start

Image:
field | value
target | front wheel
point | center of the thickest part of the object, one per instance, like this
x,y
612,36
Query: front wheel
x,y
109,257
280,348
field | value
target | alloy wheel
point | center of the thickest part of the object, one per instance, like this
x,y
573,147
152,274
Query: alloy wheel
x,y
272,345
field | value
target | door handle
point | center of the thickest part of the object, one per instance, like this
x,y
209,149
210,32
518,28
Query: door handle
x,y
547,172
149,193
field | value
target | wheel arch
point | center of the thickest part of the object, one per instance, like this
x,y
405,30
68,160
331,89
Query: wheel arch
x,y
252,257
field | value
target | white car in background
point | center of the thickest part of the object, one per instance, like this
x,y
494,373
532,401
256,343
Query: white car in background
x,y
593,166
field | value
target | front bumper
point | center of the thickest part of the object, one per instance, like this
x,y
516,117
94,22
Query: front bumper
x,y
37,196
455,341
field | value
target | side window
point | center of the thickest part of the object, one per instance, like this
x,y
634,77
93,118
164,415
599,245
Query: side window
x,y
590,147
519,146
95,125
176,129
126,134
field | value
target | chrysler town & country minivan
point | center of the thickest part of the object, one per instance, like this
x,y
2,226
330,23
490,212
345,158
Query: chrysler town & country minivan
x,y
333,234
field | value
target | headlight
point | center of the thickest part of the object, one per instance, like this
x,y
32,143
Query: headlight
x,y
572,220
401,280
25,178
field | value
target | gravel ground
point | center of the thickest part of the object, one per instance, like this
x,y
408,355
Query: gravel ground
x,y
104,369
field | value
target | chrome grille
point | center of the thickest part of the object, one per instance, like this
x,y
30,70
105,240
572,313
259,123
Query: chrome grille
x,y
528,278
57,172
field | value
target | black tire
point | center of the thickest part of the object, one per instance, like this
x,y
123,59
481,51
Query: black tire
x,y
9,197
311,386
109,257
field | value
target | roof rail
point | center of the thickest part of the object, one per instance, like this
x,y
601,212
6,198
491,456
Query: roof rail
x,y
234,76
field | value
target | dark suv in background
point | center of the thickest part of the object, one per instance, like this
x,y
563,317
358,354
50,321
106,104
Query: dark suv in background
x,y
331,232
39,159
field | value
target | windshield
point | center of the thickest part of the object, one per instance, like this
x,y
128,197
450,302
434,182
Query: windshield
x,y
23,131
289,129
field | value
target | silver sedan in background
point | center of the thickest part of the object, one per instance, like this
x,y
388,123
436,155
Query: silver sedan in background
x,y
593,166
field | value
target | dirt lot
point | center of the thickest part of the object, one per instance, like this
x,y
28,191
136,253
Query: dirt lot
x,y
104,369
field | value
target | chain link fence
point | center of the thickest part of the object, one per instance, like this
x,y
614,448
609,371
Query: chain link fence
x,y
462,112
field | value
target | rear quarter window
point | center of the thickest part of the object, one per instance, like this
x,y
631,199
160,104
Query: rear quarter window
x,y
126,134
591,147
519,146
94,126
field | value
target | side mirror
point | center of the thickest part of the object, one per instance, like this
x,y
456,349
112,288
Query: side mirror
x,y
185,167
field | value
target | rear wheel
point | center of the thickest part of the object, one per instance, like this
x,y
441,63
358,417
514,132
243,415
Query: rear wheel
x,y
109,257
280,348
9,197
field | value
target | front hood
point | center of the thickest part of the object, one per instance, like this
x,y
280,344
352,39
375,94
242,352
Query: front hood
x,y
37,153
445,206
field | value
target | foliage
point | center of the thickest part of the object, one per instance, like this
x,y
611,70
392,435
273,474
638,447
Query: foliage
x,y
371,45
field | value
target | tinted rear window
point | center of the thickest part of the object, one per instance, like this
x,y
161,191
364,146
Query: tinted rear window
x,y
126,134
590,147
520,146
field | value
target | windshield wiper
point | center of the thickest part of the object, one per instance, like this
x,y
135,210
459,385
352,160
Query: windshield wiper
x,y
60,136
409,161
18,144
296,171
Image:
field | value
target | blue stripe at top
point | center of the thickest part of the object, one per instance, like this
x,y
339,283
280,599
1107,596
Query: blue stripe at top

end
start

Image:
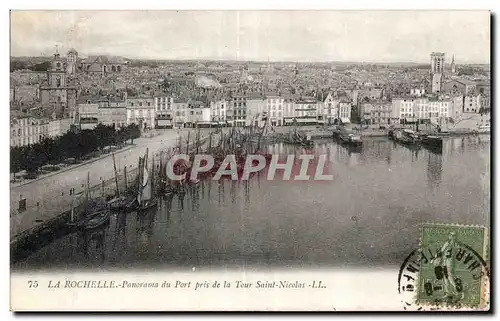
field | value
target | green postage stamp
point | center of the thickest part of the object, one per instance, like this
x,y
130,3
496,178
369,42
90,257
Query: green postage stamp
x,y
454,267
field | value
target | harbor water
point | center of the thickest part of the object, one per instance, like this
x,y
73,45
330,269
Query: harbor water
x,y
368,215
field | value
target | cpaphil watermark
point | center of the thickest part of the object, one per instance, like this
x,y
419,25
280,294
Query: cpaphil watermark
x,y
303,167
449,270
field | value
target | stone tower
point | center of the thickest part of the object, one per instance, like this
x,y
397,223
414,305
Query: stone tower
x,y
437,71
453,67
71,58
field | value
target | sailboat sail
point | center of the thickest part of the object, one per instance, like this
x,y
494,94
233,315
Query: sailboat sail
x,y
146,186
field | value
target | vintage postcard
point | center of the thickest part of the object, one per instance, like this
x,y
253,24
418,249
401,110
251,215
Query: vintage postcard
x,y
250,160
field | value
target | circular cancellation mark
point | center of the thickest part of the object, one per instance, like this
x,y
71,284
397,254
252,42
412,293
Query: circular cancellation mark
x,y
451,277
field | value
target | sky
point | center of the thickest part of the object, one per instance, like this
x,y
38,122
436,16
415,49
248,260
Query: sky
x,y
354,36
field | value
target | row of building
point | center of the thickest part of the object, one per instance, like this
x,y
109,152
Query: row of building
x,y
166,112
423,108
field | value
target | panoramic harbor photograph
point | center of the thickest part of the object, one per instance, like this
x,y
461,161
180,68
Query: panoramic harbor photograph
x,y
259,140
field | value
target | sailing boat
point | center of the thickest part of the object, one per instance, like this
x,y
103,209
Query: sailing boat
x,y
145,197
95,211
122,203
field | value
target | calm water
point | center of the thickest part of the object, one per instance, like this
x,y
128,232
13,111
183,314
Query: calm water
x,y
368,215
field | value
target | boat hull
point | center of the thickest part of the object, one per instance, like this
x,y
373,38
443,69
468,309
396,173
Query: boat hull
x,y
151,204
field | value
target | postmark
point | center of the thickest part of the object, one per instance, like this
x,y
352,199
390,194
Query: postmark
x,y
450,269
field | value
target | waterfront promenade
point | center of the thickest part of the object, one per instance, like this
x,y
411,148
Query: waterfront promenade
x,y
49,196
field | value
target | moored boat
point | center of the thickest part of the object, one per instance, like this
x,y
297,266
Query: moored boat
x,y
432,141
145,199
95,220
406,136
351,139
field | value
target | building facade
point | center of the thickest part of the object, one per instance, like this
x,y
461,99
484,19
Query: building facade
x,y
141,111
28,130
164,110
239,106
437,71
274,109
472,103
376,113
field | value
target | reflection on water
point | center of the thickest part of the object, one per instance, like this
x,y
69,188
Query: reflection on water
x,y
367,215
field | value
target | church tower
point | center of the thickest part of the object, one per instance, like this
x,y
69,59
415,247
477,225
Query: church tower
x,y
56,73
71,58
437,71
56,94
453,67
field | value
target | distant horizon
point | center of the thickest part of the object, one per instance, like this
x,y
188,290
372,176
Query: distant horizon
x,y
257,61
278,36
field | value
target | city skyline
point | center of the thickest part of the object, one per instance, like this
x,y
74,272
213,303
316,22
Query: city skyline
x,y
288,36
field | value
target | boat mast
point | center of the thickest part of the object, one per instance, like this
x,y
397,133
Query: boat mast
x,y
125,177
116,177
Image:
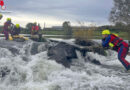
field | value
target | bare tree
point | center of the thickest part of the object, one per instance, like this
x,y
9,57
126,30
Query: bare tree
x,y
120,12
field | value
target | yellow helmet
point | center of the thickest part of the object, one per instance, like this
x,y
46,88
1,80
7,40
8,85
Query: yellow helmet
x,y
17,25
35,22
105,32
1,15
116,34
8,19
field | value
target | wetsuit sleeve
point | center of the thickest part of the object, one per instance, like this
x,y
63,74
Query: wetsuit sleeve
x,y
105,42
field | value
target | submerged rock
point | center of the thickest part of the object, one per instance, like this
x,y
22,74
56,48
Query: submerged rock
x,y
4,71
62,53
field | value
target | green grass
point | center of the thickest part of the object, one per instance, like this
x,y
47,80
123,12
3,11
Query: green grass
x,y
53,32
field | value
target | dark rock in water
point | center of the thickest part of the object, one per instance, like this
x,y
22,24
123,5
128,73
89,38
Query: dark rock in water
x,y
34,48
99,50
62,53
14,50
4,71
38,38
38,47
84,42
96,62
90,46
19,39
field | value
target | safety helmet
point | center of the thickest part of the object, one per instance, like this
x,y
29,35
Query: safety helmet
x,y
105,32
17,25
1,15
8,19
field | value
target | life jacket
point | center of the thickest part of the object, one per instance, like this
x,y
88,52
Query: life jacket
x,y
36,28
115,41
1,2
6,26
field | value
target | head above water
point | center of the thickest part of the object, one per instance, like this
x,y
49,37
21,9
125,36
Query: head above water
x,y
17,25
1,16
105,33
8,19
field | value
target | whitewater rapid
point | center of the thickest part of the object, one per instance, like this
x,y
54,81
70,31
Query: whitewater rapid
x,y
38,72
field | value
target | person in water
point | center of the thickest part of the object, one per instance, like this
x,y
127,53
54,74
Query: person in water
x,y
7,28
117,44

end

Challenge - Show every line of the listing above that contains the string "helmet". The match is case-sensitive.

Output for this exercise -
target | yellow helmet
Query: yellow helmet
target | safety helmet
Query: safety helmet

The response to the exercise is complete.